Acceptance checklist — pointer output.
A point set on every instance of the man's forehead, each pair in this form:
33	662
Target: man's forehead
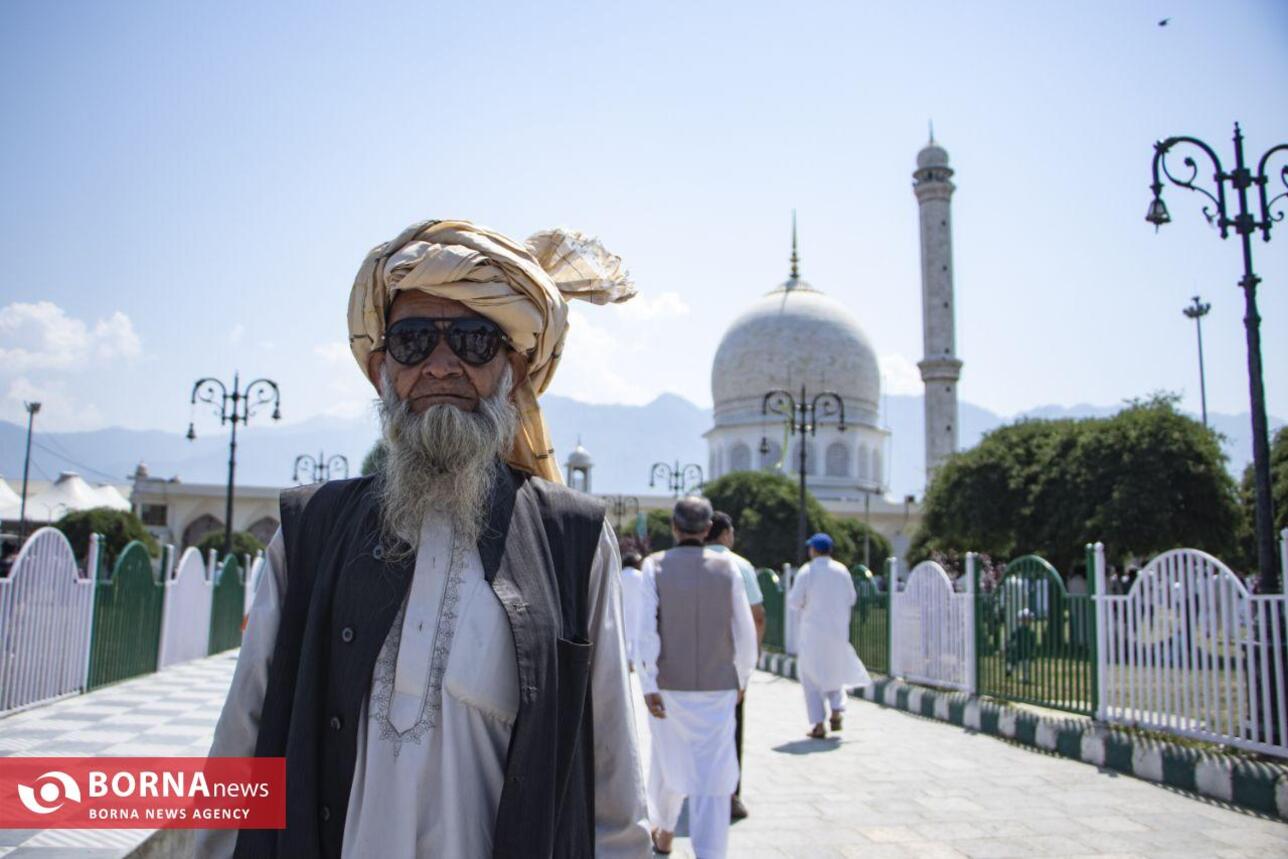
414	303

========================

Directions
Reproduce every line of the records above without alteration, omitting the pictures.

Worked answer
Acceptance checklist — pointer output.
A point set on every instance of the man's forehead, each pair in this form:
33	662
Target: man's forehead
414	303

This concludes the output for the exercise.